Rewrite the listing below from the line with "Would you mind annotating the tiger in" through the line with "Would you mind annotating the furry", both included, and keep the request lines. Multiply every coordinate in the answers by 0.85 and round each result to a whole number, with halves rounded up.
○ ○ ○ ○ ○
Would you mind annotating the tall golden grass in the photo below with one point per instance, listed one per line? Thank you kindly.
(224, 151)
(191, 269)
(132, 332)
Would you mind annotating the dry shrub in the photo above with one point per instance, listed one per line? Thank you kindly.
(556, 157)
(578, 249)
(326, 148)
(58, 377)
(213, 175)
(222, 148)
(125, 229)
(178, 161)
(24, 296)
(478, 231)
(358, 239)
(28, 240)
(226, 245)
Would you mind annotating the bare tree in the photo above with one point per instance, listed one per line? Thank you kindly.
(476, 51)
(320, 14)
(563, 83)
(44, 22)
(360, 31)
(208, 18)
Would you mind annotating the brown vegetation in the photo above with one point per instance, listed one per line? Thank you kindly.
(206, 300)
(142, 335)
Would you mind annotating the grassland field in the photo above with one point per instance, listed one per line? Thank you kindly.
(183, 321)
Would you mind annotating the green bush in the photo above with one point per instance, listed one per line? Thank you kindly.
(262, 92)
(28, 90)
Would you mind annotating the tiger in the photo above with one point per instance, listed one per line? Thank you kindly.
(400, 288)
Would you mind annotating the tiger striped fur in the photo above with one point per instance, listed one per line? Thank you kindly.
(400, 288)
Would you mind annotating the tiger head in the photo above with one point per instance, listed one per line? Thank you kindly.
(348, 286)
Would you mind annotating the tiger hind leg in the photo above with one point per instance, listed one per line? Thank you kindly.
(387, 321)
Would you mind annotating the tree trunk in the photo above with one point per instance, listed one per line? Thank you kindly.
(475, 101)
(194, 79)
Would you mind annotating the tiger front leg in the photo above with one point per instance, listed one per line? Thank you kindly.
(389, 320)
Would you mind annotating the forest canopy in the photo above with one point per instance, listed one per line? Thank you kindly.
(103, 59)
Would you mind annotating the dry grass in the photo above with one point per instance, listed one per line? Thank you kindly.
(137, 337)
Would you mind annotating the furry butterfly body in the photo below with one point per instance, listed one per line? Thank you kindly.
○ ○ ○ ○ ○
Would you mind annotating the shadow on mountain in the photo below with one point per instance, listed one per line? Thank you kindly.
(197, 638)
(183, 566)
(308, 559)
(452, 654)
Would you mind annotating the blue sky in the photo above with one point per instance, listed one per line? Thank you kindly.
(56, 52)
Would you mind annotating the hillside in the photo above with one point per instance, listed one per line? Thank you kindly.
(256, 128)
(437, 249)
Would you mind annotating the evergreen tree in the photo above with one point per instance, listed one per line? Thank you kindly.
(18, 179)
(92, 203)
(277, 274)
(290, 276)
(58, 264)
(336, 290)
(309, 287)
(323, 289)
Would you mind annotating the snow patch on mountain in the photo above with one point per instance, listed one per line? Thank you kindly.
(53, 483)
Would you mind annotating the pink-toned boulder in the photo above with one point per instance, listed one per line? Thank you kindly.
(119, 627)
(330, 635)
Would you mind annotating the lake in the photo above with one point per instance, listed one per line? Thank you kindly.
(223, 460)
○ ○ ○ ○ ○
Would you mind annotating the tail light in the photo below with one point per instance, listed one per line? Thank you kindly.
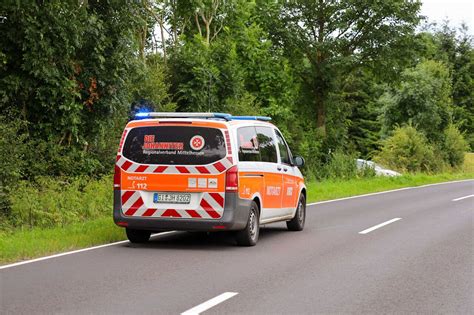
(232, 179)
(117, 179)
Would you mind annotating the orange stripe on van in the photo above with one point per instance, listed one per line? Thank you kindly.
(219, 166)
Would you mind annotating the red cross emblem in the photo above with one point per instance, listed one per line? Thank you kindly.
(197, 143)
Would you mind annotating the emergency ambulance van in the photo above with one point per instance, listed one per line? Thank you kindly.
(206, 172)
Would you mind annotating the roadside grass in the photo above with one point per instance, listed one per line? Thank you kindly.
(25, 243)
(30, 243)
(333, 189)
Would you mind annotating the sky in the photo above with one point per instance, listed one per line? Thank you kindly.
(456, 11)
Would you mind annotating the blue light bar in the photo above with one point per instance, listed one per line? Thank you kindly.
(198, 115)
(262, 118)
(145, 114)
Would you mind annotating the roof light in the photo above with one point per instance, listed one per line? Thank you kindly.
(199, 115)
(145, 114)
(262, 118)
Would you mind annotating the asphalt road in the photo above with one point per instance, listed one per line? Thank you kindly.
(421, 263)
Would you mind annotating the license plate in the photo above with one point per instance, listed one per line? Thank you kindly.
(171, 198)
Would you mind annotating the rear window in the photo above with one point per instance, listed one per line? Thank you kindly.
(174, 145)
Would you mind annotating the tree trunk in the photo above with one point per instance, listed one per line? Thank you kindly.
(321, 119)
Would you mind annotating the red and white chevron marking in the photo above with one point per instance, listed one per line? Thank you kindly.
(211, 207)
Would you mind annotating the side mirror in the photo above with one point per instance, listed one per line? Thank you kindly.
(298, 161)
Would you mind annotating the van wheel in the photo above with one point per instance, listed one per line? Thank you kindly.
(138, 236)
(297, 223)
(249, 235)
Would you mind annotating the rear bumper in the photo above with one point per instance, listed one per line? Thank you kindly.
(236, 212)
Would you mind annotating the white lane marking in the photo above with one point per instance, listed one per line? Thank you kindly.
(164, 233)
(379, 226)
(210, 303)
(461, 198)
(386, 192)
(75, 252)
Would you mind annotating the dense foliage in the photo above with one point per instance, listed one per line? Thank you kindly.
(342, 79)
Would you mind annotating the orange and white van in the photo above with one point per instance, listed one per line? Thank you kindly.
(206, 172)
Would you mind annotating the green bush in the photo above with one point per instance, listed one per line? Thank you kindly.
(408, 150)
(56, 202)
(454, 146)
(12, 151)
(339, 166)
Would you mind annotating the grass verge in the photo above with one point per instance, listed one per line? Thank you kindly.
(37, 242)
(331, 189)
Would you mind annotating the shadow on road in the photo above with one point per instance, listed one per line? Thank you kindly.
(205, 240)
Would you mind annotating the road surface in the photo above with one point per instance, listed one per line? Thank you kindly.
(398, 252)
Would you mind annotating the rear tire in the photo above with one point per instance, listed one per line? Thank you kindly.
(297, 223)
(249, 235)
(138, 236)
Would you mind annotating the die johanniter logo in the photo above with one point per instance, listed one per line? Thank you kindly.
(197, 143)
○ ○ ○ ○ ○
| Exercise result |
Would you mind annotating the tiger in the photo above with one point per instance, listed one per line? Thank you kindly.
(340, 245)
Would you mind annotating the tiger striped fur in the photo above with one point per instance, listed one per line? Thank you kindly.
(340, 245)
Would you mind annotating the tiger head in the photo above with one point per instance, listed one per line? Thank you kindly.
(296, 243)
Would you mind annotating the tiger hind leg in the photo above with one point per instance, listed one per line? Thank you kindly.
(329, 273)
Would you mind annotating the tree trunk in the photo above with one point per instance, listed one per line? Thank you kindly.
(404, 86)
(165, 67)
Would you mind annotating the tiger front leg in the photo above with one point per instance, listed one per line? Thank you kindly.
(331, 272)
Would you mind annotating the forest canopy in the photo above with one point per instance, listed one per line? Thank you kindly.
(88, 50)
Would you mind annotating the dry grass in the photo above with one point per instance, listed one per line? Thank you kindly.
(116, 286)
Would you mind annotating the furry butterfly body in the photo below with one point per instance, listed one per line? Thank you kindly.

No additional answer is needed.